Records for bounding box labeling:
--------
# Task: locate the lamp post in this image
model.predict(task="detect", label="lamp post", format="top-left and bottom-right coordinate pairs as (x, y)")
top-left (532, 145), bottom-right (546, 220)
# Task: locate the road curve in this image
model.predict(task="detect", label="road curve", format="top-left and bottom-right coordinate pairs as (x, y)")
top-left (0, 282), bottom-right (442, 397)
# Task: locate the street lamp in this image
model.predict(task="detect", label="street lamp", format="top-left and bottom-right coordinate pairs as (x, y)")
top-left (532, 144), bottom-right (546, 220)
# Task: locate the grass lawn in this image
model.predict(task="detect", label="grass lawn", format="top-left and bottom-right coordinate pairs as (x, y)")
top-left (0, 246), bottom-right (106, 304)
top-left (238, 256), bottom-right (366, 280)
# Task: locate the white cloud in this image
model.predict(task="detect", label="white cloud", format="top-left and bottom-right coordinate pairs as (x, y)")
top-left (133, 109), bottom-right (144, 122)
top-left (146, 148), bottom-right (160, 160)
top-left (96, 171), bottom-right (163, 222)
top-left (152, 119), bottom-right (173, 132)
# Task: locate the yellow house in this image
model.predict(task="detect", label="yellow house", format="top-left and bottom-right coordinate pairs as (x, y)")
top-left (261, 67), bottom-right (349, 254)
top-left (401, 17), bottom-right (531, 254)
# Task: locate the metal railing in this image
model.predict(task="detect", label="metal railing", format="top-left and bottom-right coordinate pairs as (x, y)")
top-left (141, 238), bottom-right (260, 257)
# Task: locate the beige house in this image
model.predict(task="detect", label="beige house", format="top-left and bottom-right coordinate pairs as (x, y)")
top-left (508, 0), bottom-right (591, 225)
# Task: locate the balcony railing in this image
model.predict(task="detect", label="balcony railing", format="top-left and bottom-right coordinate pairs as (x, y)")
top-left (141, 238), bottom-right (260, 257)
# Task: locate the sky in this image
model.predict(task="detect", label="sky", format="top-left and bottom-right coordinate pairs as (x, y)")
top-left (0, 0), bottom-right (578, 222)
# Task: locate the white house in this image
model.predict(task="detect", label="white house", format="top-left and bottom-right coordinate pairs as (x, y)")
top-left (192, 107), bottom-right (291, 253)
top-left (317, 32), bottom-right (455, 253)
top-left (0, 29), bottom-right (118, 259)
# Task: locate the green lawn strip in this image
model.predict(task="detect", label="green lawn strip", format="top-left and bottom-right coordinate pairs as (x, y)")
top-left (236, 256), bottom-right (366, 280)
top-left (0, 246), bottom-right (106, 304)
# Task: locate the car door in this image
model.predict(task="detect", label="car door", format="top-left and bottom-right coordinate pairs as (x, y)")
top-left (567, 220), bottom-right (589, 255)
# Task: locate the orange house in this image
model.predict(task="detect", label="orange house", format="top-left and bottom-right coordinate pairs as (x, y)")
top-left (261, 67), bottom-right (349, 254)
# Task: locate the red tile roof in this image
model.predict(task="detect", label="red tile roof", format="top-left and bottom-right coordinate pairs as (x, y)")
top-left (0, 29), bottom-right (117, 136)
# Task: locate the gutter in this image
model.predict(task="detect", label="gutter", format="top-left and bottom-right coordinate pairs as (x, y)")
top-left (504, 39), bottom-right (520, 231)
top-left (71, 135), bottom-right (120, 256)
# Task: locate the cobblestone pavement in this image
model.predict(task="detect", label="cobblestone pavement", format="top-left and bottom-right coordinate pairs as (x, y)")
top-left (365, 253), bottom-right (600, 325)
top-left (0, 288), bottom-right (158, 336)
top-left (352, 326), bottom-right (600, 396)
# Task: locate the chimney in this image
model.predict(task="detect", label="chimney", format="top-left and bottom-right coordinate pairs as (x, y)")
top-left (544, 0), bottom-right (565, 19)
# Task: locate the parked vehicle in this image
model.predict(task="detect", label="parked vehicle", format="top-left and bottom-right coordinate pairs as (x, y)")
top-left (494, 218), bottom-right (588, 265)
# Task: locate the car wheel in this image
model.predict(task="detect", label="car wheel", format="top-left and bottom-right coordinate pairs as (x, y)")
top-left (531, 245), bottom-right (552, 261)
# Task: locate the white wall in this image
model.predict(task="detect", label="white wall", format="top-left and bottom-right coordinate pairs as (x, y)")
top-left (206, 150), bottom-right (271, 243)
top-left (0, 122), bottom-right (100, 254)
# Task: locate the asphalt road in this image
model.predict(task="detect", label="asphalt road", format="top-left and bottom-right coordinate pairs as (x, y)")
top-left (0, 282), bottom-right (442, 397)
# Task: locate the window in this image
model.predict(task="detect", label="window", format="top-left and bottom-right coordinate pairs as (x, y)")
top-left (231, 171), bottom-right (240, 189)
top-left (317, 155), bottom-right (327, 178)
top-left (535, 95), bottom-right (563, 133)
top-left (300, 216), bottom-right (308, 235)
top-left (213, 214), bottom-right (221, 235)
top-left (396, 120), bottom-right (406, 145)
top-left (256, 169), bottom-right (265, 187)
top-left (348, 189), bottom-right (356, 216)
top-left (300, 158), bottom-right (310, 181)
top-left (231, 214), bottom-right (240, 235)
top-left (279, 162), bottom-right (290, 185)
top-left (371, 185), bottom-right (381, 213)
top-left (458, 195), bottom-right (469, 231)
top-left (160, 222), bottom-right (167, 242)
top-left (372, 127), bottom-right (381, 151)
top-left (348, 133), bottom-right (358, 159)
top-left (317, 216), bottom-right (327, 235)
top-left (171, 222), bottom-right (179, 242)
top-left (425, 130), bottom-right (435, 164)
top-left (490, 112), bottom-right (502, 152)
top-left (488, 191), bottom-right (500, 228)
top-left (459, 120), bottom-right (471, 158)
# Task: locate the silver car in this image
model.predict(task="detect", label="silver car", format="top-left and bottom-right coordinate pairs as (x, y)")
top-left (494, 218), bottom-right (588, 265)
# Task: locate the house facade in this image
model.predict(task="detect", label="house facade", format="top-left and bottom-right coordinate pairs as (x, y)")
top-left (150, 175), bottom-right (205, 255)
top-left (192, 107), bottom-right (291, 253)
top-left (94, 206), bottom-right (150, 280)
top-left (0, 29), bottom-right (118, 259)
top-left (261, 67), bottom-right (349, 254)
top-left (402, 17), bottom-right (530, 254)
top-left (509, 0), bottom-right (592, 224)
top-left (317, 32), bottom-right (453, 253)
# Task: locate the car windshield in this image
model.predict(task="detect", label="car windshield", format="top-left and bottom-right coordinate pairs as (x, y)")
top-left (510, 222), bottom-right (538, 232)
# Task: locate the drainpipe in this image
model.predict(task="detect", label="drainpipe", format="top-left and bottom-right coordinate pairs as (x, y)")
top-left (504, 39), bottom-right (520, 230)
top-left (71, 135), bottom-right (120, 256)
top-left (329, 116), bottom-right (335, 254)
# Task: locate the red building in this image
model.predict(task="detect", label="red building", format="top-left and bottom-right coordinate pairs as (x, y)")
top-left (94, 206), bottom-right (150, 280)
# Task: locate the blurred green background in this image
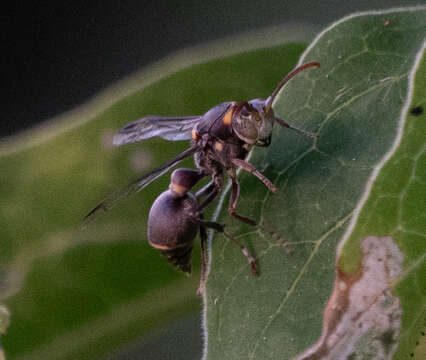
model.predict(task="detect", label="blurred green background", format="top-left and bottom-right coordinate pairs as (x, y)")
top-left (0, 1), bottom-right (419, 360)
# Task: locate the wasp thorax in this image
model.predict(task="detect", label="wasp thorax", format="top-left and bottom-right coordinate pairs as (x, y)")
top-left (170, 168), bottom-right (204, 195)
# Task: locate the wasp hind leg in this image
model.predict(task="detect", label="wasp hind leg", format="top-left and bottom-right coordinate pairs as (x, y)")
top-left (228, 169), bottom-right (257, 226)
top-left (194, 218), bottom-right (259, 295)
top-left (232, 159), bottom-right (278, 192)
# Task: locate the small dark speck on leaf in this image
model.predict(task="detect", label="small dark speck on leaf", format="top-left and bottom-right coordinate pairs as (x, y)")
top-left (410, 106), bottom-right (423, 116)
top-left (380, 330), bottom-right (395, 353)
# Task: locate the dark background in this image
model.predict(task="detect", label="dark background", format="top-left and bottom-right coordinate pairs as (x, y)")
top-left (0, 0), bottom-right (425, 137)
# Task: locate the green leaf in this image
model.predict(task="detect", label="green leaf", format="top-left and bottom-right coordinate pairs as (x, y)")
top-left (205, 7), bottom-right (426, 360)
top-left (0, 28), bottom-right (306, 360)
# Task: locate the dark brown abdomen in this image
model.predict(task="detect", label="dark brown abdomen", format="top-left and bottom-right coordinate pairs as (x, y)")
top-left (148, 190), bottom-right (198, 273)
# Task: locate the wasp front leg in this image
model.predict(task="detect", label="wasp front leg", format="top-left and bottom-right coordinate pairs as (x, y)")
top-left (232, 159), bottom-right (278, 192)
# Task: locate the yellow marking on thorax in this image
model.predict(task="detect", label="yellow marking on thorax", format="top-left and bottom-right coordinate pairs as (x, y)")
top-left (170, 184), bottom-right (188, 195)
top-left (214, 141), bottom-right (223, 151)
top-left (222, 106), bottom-right (234, 126)
top-left (191, 129), bottom-right (200, 140)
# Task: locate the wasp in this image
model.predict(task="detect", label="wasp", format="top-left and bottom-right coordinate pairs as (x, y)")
top-left (84, 62), bottom-right (320, 292)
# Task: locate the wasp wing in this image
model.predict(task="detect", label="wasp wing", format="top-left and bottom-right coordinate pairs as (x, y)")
top-left (114, 115), bottom-right (202, 146)
top-left (82, 145), bottom-right (199, 228)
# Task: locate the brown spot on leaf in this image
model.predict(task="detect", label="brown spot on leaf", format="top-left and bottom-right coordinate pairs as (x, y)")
top-left (296, 236), bottom-right (403, 360)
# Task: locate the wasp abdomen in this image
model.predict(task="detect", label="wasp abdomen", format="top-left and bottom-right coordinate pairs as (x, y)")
top-left (148, 190), bottom-right (199, 273)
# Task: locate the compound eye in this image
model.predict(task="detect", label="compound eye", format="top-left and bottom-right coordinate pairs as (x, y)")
top-left (240, 106), bottom-right (249, 117)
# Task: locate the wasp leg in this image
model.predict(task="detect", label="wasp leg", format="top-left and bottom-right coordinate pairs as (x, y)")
top-left (195, 218), bottom-right (259, 278)
top-left (196, 173), bottom-right (223, 213)
top-left (228, 169), bottom-right (257, 226)
top-left (197, 224), bottom-right (207, 295)
top-left (232, 159), bottom-right (277, 192)
top-left (195, 180), bottom-right (215, 202)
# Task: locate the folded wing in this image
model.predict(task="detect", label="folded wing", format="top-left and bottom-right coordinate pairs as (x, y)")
top-left (114, 115), bottom-right (202, 146)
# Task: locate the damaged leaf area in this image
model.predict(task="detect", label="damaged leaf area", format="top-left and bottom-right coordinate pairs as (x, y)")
top-left (0, 304), bottom-right (10, 360)
top-left (296, 236), bottom-right (403, 360)
top-left (204, 7), bottom-right (426, 359)
top-left (339, 42), bottom-right (426, 359)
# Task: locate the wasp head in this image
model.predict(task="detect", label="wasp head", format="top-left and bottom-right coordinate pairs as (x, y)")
top-left (232, 62), bottom-right (320, 146)
top-left (232, 99), bottom-right (275, 146)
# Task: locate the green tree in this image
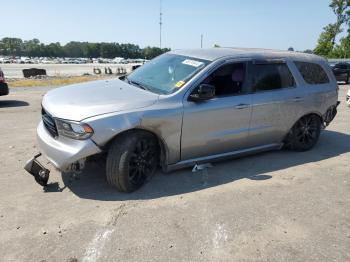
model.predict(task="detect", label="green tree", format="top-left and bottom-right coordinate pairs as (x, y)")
top-left (314, 0), bottom-right (350, 57)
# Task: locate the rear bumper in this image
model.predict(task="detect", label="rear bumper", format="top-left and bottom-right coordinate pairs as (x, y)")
top-left (0, 83), bottom-right (9, 96)
top-left (322, 101), bottom-right (340, 126)
top-left (37, 121), bottom-right (101, 171)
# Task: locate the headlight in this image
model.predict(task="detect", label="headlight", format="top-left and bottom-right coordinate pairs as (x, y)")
top-left (56, 119), bottom-right (94, 140)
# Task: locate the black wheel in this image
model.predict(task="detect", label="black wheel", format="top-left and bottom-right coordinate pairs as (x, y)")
top-left (286, 115), bottom-right (321, 151)
top-left (106, 131), bottom-right (160, 192)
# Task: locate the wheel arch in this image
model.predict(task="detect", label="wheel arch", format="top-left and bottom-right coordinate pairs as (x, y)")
top-left (282, 111), bottom-right (324, 142)
top-left (104, 127), bottom-right (168, 168)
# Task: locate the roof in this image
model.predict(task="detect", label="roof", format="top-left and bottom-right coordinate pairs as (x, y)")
top-left (169, 47), bottom-right (324, 61)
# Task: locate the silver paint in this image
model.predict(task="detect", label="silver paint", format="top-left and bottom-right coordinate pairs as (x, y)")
top-left (38, 48), bottom-right (338, 170)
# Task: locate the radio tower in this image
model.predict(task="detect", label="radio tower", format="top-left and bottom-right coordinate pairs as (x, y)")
top-left (159, 0), bottom-right (163, 48)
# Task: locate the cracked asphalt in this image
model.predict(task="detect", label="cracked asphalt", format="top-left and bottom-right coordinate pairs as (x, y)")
top-left (0, 85), bottom-right (350, 262)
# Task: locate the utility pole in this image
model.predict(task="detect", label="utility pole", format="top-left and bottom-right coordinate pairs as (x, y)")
top-left (159, 0), bottom-right (163, 48)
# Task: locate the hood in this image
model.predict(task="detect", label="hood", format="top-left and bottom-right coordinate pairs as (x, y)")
top-left (42, 79), bottom-right (159, 121)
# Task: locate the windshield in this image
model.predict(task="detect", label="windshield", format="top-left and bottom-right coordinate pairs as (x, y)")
top-left (126, 54), bottom-right (210, 94)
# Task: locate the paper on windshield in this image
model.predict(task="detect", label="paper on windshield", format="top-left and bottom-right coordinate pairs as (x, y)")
top-left (175, 81), bottom-right (185, 88)
top-left (182, 59), bottom-right (203, 67)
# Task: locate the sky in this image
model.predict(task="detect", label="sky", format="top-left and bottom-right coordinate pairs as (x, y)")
top-left (0, 0), bottom-right (335, 51)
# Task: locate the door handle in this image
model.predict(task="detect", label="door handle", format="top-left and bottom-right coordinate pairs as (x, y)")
top-left (235, 104), bottom-right (249, 109)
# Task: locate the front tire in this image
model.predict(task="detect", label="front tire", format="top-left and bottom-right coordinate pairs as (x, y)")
top-left (287, 115), bottom-right (321, 151)
top-left (106, 131), bottom-right (159, 193)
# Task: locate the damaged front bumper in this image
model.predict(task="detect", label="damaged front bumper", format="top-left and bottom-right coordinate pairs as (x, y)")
top-left (25, 121), bottom-right (102, 185)
top-left (24, 153), bottom-right (50, 186)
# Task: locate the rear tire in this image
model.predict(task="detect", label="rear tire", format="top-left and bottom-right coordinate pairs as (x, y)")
top-left (287, 115), bottom-right (321, 151)
top-left (106, 131), bottom-right (160, 193)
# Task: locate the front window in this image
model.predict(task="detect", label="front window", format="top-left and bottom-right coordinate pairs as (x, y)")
top-left (126, 54), bottom-right (210, 94)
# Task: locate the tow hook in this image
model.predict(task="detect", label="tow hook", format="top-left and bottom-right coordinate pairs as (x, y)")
top-left (24, 153), bottom-right (50, 186)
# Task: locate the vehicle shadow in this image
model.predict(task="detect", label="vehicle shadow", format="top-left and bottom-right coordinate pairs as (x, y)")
top-left (62, 131), bottom-right (350, 201)
top-left (0, 100), bottom-right (29, 108)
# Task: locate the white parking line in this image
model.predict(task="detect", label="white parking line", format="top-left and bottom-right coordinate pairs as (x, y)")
top-left (82, 229), bottom-right (114, 262)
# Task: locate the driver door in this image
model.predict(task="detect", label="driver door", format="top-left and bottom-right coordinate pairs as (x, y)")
top-left (181, 63), bottom-right (252, 161)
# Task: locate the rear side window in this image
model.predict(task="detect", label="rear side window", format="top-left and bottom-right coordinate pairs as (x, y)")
top-left (294, 62), bottom-right (329, 85)
top-left (250, 63), bottom-right (295, 92)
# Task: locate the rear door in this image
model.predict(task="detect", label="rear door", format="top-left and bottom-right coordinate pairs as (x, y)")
top-left (248, 60), bottom-right (304, 147)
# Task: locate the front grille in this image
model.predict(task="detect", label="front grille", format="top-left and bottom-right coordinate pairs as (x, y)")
top-left (41, 108), bottom-right (58, 137)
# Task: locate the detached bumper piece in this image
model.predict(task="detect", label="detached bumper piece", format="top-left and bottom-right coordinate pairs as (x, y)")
top-left (24, 153), bottom-right (50, 186)
top-left (0, 83), bottom-right (9, 96)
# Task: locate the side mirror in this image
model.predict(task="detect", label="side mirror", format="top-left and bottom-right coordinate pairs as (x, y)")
top-left (189, 84), bottom-right (215, 102)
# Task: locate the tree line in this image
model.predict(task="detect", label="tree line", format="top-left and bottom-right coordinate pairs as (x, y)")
top-left (0, 37), bottom-right (170, 59)
top-left (314, 0), bottom-right (350, 58)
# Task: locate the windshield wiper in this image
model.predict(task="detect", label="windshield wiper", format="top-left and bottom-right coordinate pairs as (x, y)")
top-left (125, 78), bottom-right (148, 90)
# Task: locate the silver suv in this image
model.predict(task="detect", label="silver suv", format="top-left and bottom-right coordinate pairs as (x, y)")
top-left (25, 48), bottom-right (338, 192)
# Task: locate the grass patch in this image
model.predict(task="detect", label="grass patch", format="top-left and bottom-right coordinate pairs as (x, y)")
top-left (7, 76), bottom-right (110, 87)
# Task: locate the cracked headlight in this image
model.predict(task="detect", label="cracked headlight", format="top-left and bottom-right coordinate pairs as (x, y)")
top-left (56, 119), bottom-right (94, 140)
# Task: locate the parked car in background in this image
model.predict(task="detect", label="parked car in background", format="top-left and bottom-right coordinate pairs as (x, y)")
top-left (330, 62), bottom-right (350, 84)
top-left (0, 68), bottom-right (9, 96)
top-left (25, 48), bottom-right (339, 192)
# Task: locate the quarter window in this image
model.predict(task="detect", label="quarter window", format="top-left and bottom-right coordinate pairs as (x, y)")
top-left (294, 62), bottom-right (329, 85)
top-left (251, 63), bottom-right (295, 92)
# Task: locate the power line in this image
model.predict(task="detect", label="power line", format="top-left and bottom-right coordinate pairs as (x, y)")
top-left (159, 0), bottom-right (163, 48)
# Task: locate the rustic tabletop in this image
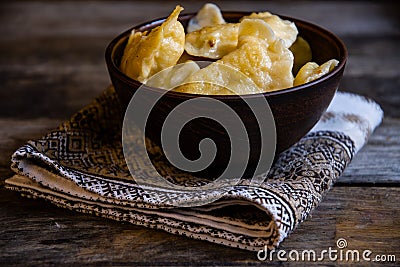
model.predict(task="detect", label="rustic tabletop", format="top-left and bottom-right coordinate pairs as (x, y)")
top-left (0, 0), bottom-right (400, 266)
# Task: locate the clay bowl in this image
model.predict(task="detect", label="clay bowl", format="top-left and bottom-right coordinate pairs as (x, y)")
top-left (105, 12), bottom-right (347, 179)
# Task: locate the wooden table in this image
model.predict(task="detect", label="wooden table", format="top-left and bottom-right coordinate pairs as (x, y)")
top-left (0, 1), bottom-right (400, 266)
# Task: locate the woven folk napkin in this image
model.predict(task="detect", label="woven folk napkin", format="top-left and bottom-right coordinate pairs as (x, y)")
top-left (6, 87), bottom-right (383, 251)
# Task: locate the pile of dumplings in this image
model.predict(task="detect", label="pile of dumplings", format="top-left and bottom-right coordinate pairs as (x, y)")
top-left (120, 3), bottom-right (339, 95)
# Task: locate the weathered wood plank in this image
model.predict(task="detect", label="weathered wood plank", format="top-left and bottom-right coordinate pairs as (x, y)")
top-left (0, 1), bottom-right (400, 266)
top-left (0, 187), bottom-right (400, 266)
top-left (0, 119), bottom-right (400, 185)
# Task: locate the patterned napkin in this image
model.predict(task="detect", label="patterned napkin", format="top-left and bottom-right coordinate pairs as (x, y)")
top-left (6, 87), bottom-right (383, 251)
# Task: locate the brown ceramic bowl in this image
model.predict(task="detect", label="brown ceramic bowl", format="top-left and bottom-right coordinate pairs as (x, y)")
top-left (105, 12), bottom-right (347, 179)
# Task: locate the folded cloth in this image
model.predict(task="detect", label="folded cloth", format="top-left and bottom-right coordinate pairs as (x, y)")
top-left (6, 86), bottom-right (383, 251)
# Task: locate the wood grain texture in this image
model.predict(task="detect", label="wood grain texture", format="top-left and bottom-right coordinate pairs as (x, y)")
top-left (0, 0), bottom-right (400, 266)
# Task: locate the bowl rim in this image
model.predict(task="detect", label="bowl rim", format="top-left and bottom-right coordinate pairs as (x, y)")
top-left (105, 11), bottom-right (348, 100)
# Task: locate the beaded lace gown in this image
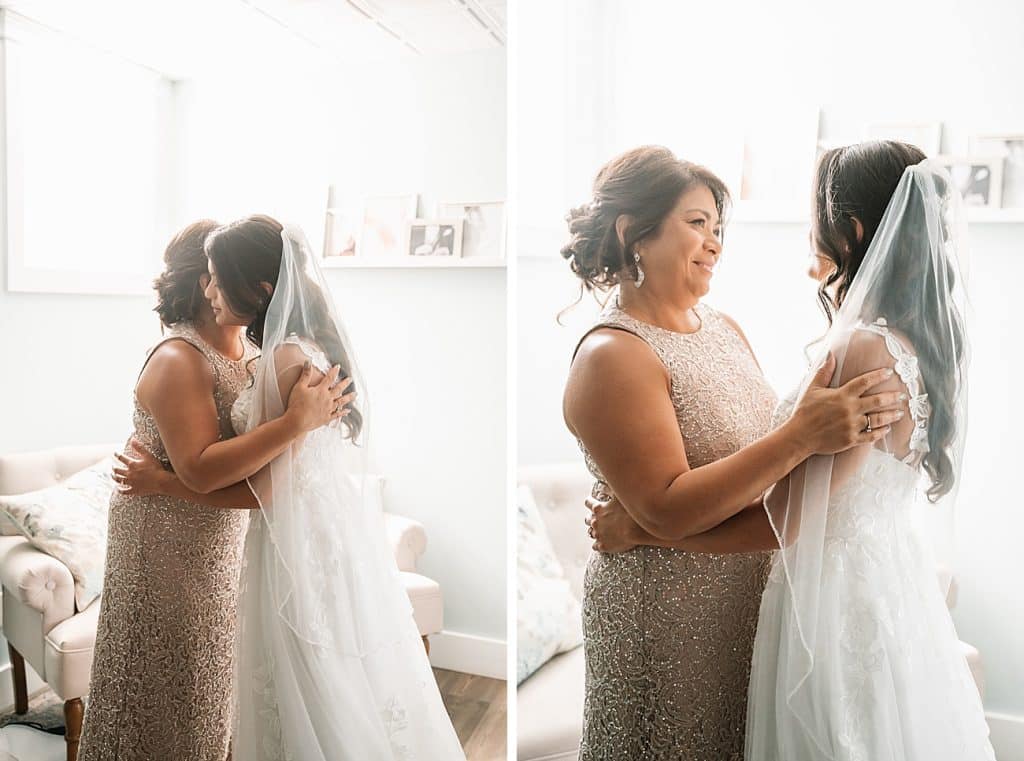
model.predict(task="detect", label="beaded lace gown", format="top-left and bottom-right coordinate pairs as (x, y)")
top-left (580, 302), bottom-right (775, 761)
top-left (746, 319), bottom-right (995, 761)
top-left (79, 324), bottom-right (256, 761)
top-left (231, 335), bottom-right (465, 761)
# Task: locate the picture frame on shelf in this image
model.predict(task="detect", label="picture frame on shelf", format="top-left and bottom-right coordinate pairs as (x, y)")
top-left (404, 218), bottom-right (463, 259)
top-left (935, 156), bottom-right (1002, 209)
top-left (437, 201), bottom-right (507, 259)
top-left (970, 132), bottom-right (1024, 209)
top-left (356, 193), bottom-right (419, 258)
top-left (864, 122), bottom-right (942, 159)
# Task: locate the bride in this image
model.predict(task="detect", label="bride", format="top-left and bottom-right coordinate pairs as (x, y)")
top-left (589, 141), bottom-right (994, 761)
top-left (121, 216), bottom-right (464, 761)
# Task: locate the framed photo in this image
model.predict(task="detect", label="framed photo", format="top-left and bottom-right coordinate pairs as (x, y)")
top-left (437, 201), bottom-right (505, 259)
top-left (406, 219), bottom-right (462, 258)
top-left (356, 194), bottom-right (419, 258)
top-left (971, 132), bottom-right (1024, 209)
top-left (935, 156), bottom-right (1002, 209)
top-left (864, 122), bottom-right (942, 159)
top-left (324, 185), bottom-right (362, 259)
--------
**What you will do:** Can you put the stretch of records from the line containing "# Task: locate the radio tower in this image" through the line containing "top-left (0, 85), bottom-right (350, 262)" into a numbered list, one line per item, with blank lines left out?

**Written answer:**
1. # Task: locate the radio tower in this image
2. model.predict(task="detect", label="radio tower", format="top-left and bottom-right coordinate pairs as (x, y)")
3. top-left (159, 0), bottom-right (163, 48)
4. # Task: locate the cracked asphalt in this image
5. model.predict(task="detect", label="cracked asphalt", format="top-left and bottom-right coordinate pairs as (x, y)")
6. top-left (0, 85), bottom-right (350, 262)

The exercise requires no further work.